Coldwater Canyon Avenue (designated as Coldwater Canyon Drive south of Mulholland Drive) is a street, primarily within the City of Los Angeles, in Los Angeles County, California. It runs  from North Beverly Drive at Coldwater Canyon Park in Beverly Hills, north up Coldwater Canyon, including a short stretch shared with Mulholland Drive, ending at a crossroad intersection with Roscoe Boulevard in Sun Valley, where the Coldwater Canyon Avenue changes into Sheldon Street.

Route
Coldwater Canyon Avenue begins at a Y intersection with North Beverly Drive in Beverly Hills in the Westside region of Los Angeles. It then heads north within the canyon of the same name, running perpendicular to and then over the central Santa Monica Mountains, then descends into the eastern portion of the San Fernando Valley, continuing through that valley to Roscoe Boulevard. It parallels Laurel Canyon Boulevard for its entire length. Communities it passes through include Beverly Hills, Sherman Oaks, Valley Glen and Van Nuys. When passing through the Studio City community of Los Angeles, Coldwater Canyon Avenue crosses the main Los Angeles River, then runs along the west side of the north–south fork of Tujunga Wash, before crossing the wash to its east side, as the road continues north through the Valley Glen community. Coldwater Canyon Avenue continues north, parallel but at a steadily greater distance from Tujunga Wash. Coldwater Canyon Avenue moves closer to the east side of Tujunga Wash just before becoming the northeasterly Sheldon Street at a crossroad intersection with Roscoe Boulevard, in the western portion of the Sun Valley community of Los Angeles.

= = = =

• [TASK INSTRUCTIONS]
a: Answer these questions about the Coldwater Canyon Avenue passage, one per line:
(i) What is the street called south of Mulholland Drive?
(ii) Which boulevard does it run parallel to for its whole length?
(iii) What street does it turn into at Roscoe Boulevard?
b: Turn the paragraph of the Coldwater Canyon Avenue passage that opens "Coldwater Canyon Avenue begins at a Y intersection" into a shorter bulleted list that keeps its main facts.
c: From the Coldwater Canyon Avenue passage, reproduce word for word the part that opens with the words containing "Coldwater Canyon Avenue (designated" and closes with "into Sheldon Street.".

= = = =

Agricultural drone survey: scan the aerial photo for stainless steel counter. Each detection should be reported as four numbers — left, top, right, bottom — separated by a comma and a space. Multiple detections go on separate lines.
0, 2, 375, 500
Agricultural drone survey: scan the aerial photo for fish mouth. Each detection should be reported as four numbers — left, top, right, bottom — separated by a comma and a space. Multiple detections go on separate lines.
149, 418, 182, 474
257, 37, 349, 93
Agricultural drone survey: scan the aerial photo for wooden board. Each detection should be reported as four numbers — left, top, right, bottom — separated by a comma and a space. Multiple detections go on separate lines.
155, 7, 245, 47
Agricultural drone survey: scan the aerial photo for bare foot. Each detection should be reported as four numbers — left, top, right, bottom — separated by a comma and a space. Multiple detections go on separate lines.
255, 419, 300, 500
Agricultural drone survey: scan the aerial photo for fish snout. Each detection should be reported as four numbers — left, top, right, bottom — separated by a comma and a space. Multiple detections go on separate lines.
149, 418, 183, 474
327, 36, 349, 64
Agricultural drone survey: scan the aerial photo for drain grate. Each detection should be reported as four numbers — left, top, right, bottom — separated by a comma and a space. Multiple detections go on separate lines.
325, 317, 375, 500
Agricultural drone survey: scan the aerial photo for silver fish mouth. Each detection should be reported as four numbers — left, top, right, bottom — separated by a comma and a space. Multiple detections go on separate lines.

= = = =

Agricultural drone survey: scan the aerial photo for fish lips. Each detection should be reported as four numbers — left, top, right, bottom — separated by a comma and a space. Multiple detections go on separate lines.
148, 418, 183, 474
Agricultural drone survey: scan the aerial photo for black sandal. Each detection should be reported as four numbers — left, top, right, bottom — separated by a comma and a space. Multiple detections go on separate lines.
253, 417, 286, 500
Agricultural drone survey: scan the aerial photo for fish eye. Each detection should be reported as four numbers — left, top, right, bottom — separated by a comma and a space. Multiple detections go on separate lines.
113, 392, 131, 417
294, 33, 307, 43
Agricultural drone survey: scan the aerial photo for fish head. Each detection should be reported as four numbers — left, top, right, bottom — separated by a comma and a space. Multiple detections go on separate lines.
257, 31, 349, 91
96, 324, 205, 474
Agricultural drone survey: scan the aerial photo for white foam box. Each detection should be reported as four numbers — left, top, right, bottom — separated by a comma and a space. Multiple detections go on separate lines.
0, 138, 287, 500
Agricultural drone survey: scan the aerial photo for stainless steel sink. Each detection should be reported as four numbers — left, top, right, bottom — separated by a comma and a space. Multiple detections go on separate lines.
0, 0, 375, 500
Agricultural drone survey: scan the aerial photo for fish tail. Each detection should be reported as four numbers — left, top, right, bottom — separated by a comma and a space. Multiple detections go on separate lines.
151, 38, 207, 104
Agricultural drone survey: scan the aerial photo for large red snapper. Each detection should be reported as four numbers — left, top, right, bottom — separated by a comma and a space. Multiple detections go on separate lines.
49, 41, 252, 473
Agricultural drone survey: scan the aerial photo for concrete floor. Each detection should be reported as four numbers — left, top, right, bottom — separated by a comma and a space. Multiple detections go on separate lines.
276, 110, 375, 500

= = = =

• [ANSWERS BELOW]
a:
(i) Coldwater Canyon Drive
(ii) Laurel Canyon Boulevard
(iii) Sheldon Street

b:
- Starts at a Y intersection with North Beverly Drive in Beverly Hills, in the Westside region of Los Angeles.
- Heads north through Coldwater Canyon, over the central Santa Monica Mountains, and down into the eastern San Fernando Valley.
- Runs parallel to Laurel Canyon Boulevard for its entire length.
- Passes through Beverly Hills, Sherman Oaks, Valley Glen and Van Nuys.
- In Studio City, crosses the Los Angeles River, then follows the west side of Tujunga Wash before crossing to its east side in Valley Glen.
- Continues north, drifting farther from the wash, then comes closer to its east side again.
- Becomes Sheldon Street at a crossroad intersection with Roscoe Boulevard in western Sun Valley.

c:
Coldwater Canyon Avenue (designated as Coldwater Canyon Drive south of Mulholland Drive) is a street, primarily within the City of Los Angeles, in Los Angeles County, California. It runs  from North Beverly Drive at Coldwater Canyon Park in Beverly Hills, north up Coldwater Canyon, including a short stretch shared with Mulholland Drive, ending at a crossroad intersection with Roscoe Boulevard in Sun Valley, where the Coldwater Canyon Avenue changes into Sheldon Street.